*** Opening of Provided material ***

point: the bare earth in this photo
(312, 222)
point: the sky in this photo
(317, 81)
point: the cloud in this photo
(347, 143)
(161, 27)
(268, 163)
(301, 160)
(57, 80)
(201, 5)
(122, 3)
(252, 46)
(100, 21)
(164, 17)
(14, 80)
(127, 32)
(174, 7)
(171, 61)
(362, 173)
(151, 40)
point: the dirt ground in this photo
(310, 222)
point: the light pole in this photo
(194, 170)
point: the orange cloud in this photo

*** Close of Provided material ***

## [Assigned task]
Up to and including the last line above, starting with the line that contains "point: the sky in this photo", return each line exactly and nothing else.

## [Exercise result]
point: the sky in this photo
(317, 81)
point: the cloud in this photo
(347, 143)
(161, 27)
(268, 163)
(301, 160)
(57, 80)
(201, 5)
(122, 3)
(252, 46)
(100, 21)
(164, 17)
(14, 80)
(127, 32)
(174, 7)
(171, 61)
(362, 173)
(151, 40)
point: the dirt ground in this photo
(310, 222)
point: the light pole in this photo
(194, 170)
point: the orange cloud in this photo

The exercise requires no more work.